_WORK INSTRUCTION_: For this exercise, transcribe all the entries exactly as given and omit the images.

_SOURCE MATERIAL_:

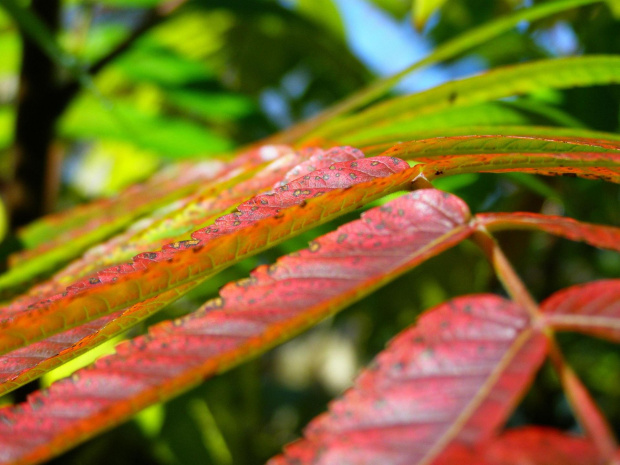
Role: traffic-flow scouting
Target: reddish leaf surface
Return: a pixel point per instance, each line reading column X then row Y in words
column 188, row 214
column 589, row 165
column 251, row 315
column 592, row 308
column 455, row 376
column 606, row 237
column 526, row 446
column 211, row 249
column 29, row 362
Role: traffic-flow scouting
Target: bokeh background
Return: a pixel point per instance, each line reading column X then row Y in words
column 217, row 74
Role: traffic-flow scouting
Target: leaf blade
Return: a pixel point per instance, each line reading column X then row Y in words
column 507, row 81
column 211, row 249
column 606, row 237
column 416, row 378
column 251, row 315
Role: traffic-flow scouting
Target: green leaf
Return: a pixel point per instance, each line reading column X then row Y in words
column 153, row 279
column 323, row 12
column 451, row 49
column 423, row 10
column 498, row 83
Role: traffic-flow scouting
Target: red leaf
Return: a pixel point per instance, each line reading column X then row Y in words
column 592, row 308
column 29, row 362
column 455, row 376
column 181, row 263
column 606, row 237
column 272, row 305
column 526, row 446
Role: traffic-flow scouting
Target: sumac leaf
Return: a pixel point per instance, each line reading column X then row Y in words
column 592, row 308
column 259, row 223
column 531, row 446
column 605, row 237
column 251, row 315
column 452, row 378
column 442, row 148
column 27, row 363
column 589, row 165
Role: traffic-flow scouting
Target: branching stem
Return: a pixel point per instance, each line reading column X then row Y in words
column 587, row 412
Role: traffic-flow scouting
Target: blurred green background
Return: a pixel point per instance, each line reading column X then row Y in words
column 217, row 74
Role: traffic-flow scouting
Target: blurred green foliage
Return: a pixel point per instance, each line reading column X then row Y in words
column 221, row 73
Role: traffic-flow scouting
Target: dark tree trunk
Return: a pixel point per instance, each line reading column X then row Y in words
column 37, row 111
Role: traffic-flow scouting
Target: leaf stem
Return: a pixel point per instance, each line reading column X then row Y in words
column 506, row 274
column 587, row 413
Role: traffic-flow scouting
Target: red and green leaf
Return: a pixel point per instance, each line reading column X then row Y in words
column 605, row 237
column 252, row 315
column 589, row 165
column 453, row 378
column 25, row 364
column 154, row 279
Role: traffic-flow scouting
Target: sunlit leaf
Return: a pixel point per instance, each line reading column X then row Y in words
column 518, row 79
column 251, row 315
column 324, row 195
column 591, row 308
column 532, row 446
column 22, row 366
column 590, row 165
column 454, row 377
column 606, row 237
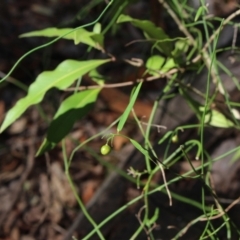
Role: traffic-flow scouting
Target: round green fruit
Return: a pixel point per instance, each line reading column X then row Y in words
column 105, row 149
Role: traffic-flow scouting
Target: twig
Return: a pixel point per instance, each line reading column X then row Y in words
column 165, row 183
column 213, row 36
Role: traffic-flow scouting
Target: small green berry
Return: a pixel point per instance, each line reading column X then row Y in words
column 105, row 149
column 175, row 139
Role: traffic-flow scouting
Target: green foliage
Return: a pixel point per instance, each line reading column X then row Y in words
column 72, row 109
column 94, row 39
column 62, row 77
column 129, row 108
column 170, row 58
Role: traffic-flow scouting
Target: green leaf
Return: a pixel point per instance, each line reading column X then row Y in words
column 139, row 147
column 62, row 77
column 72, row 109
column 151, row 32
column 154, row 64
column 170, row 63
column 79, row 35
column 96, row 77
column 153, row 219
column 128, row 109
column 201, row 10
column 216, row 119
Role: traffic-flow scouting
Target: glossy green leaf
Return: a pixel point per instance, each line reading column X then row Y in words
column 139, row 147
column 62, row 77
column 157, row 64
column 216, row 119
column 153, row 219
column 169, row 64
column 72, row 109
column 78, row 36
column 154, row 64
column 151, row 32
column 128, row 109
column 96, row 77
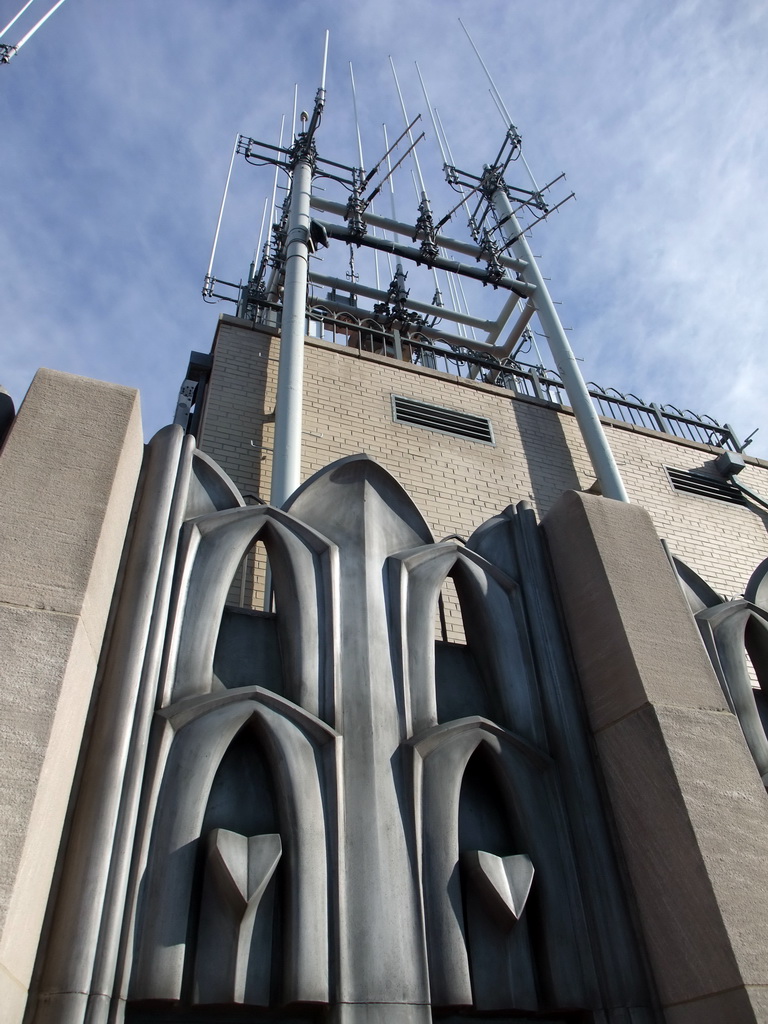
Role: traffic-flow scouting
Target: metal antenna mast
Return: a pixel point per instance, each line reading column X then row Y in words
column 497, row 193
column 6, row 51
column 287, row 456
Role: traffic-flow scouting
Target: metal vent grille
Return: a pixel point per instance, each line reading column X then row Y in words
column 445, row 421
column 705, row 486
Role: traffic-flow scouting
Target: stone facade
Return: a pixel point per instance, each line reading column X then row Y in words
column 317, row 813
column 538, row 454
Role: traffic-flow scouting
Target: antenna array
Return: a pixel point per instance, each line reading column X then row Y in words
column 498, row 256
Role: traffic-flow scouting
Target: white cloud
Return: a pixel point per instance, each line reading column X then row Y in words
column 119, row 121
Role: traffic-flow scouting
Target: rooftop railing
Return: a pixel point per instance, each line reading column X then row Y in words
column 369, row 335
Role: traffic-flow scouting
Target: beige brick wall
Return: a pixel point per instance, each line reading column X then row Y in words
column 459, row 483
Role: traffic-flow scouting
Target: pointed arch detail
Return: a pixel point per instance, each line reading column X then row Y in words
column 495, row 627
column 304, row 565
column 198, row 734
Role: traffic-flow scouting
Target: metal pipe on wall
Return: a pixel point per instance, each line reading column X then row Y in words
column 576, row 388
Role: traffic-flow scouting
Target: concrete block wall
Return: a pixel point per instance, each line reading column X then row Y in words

_EXERCISE OUTPUT_:
Role: traffic-flow scouting
Target: reddish leaf surface
Return: a pixel point per instance, each line reading column X then row Y in words
column 188, row 214
column 589, row 165
column 251, row 315
column 592, row 308
column 455, row 376
column 606, row 237
column 526, row 446
column 211, row 249
column 29, row 362
Role: traffic-flow scouting
Target: bokeh background
Return: a pixel point per instance, each line reading column X then row Y in words
column 217, row 74
Role: traffic-flow scouting
Target: leaf blade
Return: a pixel point per instance, each line reading column X then row Y in words
column 507, row 81
column 211, row 249
column 606, row 237
column 416, row 378
column 251, row 315
Role: traffic-flow scouting
Target: green leaf
Return: a pixel point per instance, each line reading column X then row Y in words
column 153, row 279
column 323, row 12
column 451, row 49
column 423, row 10
column 498, row 83
Role: traffic-flow scouting
Target: red leaf
Return: a pixel point per instance, each line reading column X then row Y in words
column 592, row 308
column 29, row 362
column 455, row 376
column 181, row 263
column 606, row 237
column 272, row 305
column 526, row 446
Role: traffic-flow scouting
Target: sumac leaf
Return: a pixel point per instance, each line reading column X then row Y in words
column 592, row 308
column 259, row 223
column 531, row 446
column 605, row 237
column 251, row 315
column 452, row 378
column 442, row 148
column 27, row 363
column 589, row 165
Role: traffic-flow scouting
Target: branching stem
Return: a pixel point per instance, each line reading column X then row Y in words
column 587, row 412
Role: traffic-flow scouting
Target: blurred green background
Return: a pixel point per instance, each line reading column X then row Y in words
column 217, row 74
Role: traffic-flow scouting
Target: blurred green foliage
Return: a pixel point per instance, each line reading column X then row Y in words
column 221, row 73
Role: traffic-flow scouting
Target: dark tree trunk
Return: a pixel point per instance, each line reading column X then row Y in words
column 37, row 111
Role: traffic-flow scouting
Target: leaf stem
Return: a pixel point per instance, each line reading column X then row Y in words
column 506, row 274
column 587, row 413
Role: traffic-flow scouting
Target: red and green leaf
Return: a pixel point per instance, each line reading column X then row Y in words
column 605, row 237
column 252, row 315
column 589, row 165
column 453, row 378
column 25, row 364
column 154, row 279
Role: traffic-flow scouting
Target: sunlit leaf
Return: a pixel point per instance, each line reading column X then row Y in words
column 518, row 79
column 251, row 315
column 324, row 195
column 591, row 308
column 532, row 446
column 22, row 366
column 590, row 165
column 454, row 377
column 606, row 237
Role: traffic-flow scouting
Target: round green fruit
Return: a pixel point per instance, each line reading column X then row Y in words
column 105, row 149
Role: traffic-flow scouting
Target: twig
Return: a pixel point per instance, each line reading column X then row Y in words
column 165, row 183
column 213, row 36
Role: traffic-flow scouting
Target: small green berry
Return: a pixel point per instance, each line reading column X then row Y in words
column 105, row 149
column 175, row 139
Role: traffic-flow scouting
Target: green foliage
Return: a pixel point per instance, each line reading column X then row Y in words
column 72, row 109
column 94, row 39
column 62, row 77
column 129, row 108
column 170, row 58
Role: traffic-flow scouting
Target: green leaf
Return: a pixel point per instance, each line reading column X then row Y in words
column 139, row 147
column 62, row 77
column 72, row 109
column 151, row 32
column 154, row 64
column 170, row 63
column 79, row 35
column 96, row 77
column 153, row 219
column 128, row 109
column 201, row 10
column 216, row 119
Role: traffic-flow scouting
Target: glossy green leaf
Return: a pixel point per instance, each line reading column X then row Y in words
column 139, row 147
column 62, row 77
column 157, row 64
column 216, row 119
column 153, row 219
column 169, row 64
column 72, row 109
column 78, row 36
column 154, row 64
column 151, row 32
column 128, row 109
column 96, row 77
Role: traffic-flow scouting
Target: metal antenna mast
Return: a pixel point per instance, each line reading column X then row Y in words
column 497, row 193
column 6, row 51
column 287, row 456
Role: traffic-flow scouting
Target: metal vent grille
Return: a pixel point per instance, each line reading column X then row Y in words
column 445, row 421
column 705, row 486
Role: traffic-flow scouting
Target: stone facade
Return: a pixel point per instance, each line reading column X then row Y in words
column 317, row 813
column 538, row 454
Role: traffic-flow scouting
Target: antenna array
Return: a pixel point per instance, each line reading column X then row Y in words
column 498, row 256
Role: traffic-flow scouting
Target: white cloud
Return: a pixel point per instance, each line reading column X then row Y in words
column 119, row 121
Role: traffic-flow scouting
Target: rooftop railing
Return: a pixel point per instance, each line reading column X then row Y in words
column 369, row 335
Role: traffic-flow scouting
Target: beige brick wall
Return: a pixel point per instance, each line reading column X then row Y in words
column 459, row 483
Role: traffic-flow scouting
Target: pointed arch detail
Return: a pixel point per instance, each line reading column X then row Y in words
column 495, row 627
column 304, row 565
column 198, row 734
Role: traffic-flow scouting
Target: metal pipe on wall
Return: a pixel point per instance, each line reading column X then row Y in words
column 576, row 388
Role: traffic-flow scouting
Target: concrete block wall
Return: a pixel point per instance, each line reading column X then row Y in words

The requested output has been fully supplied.